## [Dataset]
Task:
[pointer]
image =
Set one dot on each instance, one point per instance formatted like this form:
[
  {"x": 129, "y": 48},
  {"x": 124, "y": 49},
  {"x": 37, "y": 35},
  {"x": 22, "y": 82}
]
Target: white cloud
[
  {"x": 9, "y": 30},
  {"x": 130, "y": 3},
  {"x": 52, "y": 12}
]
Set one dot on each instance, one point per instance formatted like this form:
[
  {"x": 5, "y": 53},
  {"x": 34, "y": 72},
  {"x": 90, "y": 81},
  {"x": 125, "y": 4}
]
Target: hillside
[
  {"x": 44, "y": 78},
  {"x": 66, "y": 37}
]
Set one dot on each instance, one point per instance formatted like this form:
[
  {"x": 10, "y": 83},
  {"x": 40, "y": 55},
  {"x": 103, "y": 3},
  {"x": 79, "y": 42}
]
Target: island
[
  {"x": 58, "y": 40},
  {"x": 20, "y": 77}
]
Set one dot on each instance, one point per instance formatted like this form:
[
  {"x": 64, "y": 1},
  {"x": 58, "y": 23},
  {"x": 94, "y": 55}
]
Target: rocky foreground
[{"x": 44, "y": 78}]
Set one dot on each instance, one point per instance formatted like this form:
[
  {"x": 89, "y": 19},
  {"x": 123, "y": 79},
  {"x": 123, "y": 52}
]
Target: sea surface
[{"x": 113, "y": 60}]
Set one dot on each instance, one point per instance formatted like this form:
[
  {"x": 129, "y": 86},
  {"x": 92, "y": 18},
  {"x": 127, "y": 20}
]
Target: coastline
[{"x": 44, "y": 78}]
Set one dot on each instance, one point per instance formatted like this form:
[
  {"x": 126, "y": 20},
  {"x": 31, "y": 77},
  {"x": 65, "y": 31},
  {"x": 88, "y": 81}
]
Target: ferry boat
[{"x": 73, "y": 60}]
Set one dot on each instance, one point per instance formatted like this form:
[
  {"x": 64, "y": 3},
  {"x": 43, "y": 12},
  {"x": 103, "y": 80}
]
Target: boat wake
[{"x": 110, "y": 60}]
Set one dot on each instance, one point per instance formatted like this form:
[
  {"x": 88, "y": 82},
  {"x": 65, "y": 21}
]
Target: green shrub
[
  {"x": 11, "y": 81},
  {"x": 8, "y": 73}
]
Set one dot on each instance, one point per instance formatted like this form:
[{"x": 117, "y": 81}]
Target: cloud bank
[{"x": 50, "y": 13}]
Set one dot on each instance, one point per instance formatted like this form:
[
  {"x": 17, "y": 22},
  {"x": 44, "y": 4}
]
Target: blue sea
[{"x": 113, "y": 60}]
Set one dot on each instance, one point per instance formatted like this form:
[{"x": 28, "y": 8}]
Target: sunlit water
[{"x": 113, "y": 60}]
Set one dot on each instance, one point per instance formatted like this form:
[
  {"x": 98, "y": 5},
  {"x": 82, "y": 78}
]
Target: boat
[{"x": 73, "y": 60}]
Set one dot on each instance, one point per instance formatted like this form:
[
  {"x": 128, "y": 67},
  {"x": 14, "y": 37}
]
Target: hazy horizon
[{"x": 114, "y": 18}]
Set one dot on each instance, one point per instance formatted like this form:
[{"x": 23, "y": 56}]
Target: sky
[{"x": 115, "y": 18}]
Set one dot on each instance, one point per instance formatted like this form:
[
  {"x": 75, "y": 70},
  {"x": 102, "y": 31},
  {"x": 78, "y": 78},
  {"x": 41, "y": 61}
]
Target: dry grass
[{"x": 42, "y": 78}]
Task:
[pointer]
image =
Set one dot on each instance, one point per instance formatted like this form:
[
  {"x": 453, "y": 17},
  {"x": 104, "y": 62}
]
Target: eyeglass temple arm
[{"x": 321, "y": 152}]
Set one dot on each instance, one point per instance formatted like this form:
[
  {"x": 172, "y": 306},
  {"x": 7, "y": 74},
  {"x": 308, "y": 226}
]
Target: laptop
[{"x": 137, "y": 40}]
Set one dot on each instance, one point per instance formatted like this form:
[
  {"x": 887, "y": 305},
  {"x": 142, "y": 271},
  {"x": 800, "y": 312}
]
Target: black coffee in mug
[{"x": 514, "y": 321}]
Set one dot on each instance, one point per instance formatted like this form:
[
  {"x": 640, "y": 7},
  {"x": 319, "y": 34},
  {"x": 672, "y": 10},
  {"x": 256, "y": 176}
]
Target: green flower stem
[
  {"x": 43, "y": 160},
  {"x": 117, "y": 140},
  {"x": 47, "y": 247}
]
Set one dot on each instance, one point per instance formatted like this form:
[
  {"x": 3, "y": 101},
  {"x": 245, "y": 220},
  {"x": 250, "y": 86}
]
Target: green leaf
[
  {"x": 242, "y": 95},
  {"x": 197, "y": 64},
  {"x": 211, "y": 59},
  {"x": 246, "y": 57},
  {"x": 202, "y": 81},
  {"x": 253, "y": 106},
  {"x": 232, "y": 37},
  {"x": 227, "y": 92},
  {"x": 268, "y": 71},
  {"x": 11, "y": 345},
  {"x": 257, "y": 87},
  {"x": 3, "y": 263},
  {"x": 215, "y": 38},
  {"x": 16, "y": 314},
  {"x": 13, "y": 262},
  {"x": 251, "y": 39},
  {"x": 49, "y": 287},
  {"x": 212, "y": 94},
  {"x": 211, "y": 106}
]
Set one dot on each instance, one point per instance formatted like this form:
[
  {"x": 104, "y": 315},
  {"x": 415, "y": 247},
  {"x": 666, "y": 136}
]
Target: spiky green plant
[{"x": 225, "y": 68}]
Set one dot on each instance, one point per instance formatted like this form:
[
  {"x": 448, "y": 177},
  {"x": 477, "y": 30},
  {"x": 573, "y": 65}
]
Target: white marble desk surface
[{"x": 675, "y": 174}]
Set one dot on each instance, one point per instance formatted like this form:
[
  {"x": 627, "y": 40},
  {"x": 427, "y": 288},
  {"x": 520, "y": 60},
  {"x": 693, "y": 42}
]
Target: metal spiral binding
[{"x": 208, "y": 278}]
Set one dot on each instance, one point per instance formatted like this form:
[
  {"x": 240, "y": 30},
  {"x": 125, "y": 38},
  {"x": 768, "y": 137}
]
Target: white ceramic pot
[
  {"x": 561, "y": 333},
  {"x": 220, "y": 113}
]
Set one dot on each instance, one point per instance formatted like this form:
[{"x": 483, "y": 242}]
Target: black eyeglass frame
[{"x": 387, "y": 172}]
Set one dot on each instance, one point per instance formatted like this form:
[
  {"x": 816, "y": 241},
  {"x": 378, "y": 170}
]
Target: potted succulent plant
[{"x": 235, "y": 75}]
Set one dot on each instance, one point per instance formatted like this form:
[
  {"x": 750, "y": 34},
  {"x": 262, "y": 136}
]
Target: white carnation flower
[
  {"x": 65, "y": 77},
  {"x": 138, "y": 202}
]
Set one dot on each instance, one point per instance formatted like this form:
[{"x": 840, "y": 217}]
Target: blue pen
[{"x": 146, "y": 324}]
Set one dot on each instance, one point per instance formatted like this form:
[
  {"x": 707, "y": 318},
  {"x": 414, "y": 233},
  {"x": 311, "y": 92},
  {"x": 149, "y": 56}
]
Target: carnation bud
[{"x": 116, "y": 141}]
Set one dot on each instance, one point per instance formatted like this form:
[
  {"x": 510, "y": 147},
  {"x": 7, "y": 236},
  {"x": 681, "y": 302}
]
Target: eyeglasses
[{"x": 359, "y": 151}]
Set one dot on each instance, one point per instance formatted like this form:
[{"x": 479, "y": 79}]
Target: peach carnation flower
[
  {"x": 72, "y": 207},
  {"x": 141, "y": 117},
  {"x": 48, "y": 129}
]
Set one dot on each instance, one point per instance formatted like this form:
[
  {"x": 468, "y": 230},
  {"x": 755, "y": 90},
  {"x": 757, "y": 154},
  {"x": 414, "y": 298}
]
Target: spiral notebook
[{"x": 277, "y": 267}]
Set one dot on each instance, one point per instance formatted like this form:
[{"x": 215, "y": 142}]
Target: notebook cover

## [Goal]
Count the lines above that contain the word "black", treating uppercase and lowercase as different, and give only the number.

## [Solution for this exercise]
2